— Source text —
In the audience, dozens of twins from Israel, the United States, and around the world listened to the testimonies silently, intently, often tearfully, As for the Mengele family in Germany, if they followed the “trial” of the man they had successfully shielded all his life, they said not a word. Was Rolf Mengele shocked by Moshe Offer’s story of Mengele’s slaughter of his twin brother? Did Karl Heinz, in his office at the Mengele farm-equipment factory in Gunzburg, wince at the accounts of his stepfather’s mutilations and grotesque experiments?

Did Dieter Mengele feel any shame? Did Irene? Did Martha? No available evidence suggests that they did. Indeed, none of the Mengeles, not his son, not his nephews, not his wives, have ever expressed any remorse or any wish to atone for the massive suffering inflicted by their notorious relative. Even Rolf, the most public of the Mengeles and supposedly the most contrite, has been ambiguous and contradictory in his statements.

At the close of the historic three-day proceedings, the tribunal put out a statement Saying,

“There exists a body of evidence justifying the committal for trial of the SS Haupsturmfuhrer Josef Mengele for war crimes and crimes against humanity.” What Taylor and others had been unable to do at Nuremberg, they were attempting to do now.

CANDLES’ pilgrimage to Auschwitz and trial of Mengele galvanized the moribund forty-year hunt for the war criminal. Until 1984, no government had cared enough about Mengele to launch a sustained effort to find him. But now, inspired by the twins’ stories of life in the Mengele barracks, governments and individual Nazihunters competed to find him. Large rewards were proffered for his capture. The West German government, which had done little to pursue Mengele since the 1964 Frankfurt trials, now offered $300,000 for any clues that might lead to him. In California, the Simon Wiesenthal Center posted a reward of $1 million, while in Washington the Washington Times newspaper promised another million dollars. In May, the Israeli government also put up $1 million. By the Spring of 1985, there was a price of nearly $4 million on Mengele’s head.

Enticed by the promise of millions, fortune-hunters took off for the jungles of South America to search for Mengele. Camera crews and squads of television correspondents became a commonplace sight in the most remote parts of Paraguay and Brazil.

The West German and Israeli governments-traditionally distrustful of each other-gingerly began to cooperate to find Mengele.

As neither wanted to share their intelligence with the other, the United States was forced to act as an intermediary. Yet, when officials from the U.S. Department of Justice actually examined the “intelligence” available in the files of the Germans and Israelis, as well as whatever material the CIA possessed, they found it amounted to very little.

There had not been a single reliable sighting of Mengele in over twenty years. There was no recent photograph known for certain to be of him.

— Stated goal A —
Answer these from the passage on the Mengele hunt:
(i) How many days did the tribunal proceedings last?
(ii) What reward did the Simon Wiesenthal Center post?
(iii) How long had it been since a reliable sighting of Mengele?
— Stated goal B —
Please explain, using the passage on the Mengele hunt, why the United States had to act as an intermediary between the West German and Israeli governments.

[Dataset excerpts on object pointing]
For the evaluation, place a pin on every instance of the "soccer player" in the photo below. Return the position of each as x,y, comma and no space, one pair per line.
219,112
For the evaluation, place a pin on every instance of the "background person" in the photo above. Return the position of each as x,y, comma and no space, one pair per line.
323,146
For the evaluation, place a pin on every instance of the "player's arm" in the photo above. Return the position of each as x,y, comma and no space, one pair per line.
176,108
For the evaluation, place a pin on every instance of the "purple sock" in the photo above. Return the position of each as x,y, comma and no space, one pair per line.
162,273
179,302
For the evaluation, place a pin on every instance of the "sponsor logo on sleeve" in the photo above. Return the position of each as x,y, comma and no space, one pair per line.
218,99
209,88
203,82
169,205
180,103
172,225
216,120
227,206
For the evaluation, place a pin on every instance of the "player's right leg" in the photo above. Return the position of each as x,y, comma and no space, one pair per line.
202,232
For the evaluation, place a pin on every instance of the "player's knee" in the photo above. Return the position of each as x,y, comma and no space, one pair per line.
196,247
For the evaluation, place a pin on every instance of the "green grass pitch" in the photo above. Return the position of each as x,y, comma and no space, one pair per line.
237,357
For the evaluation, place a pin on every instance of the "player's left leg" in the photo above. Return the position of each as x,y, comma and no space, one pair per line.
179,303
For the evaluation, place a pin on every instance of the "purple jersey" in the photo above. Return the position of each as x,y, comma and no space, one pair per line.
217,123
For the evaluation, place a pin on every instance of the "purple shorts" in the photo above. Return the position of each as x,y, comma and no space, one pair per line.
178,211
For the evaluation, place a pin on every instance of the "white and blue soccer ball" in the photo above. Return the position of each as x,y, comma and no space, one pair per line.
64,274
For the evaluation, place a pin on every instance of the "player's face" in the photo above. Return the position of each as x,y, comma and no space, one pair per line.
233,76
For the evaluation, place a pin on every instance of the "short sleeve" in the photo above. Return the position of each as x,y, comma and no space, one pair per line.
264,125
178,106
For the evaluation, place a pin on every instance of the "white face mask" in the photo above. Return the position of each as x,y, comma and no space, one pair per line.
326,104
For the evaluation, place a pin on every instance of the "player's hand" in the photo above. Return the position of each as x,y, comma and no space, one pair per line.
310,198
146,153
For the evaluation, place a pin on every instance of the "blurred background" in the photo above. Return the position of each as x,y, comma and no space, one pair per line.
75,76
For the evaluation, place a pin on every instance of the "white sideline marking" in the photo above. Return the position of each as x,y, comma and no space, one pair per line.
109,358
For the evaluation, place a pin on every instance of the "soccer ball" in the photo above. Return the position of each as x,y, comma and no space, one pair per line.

— Final result A —
(i) Three days.
(ii) $1 million.
(iii) Over twenty years.

— Final result B —
Neither the West German nor the Israeli government wanted to share its intelligence with the other. The two governments had traditionally distrusted each other.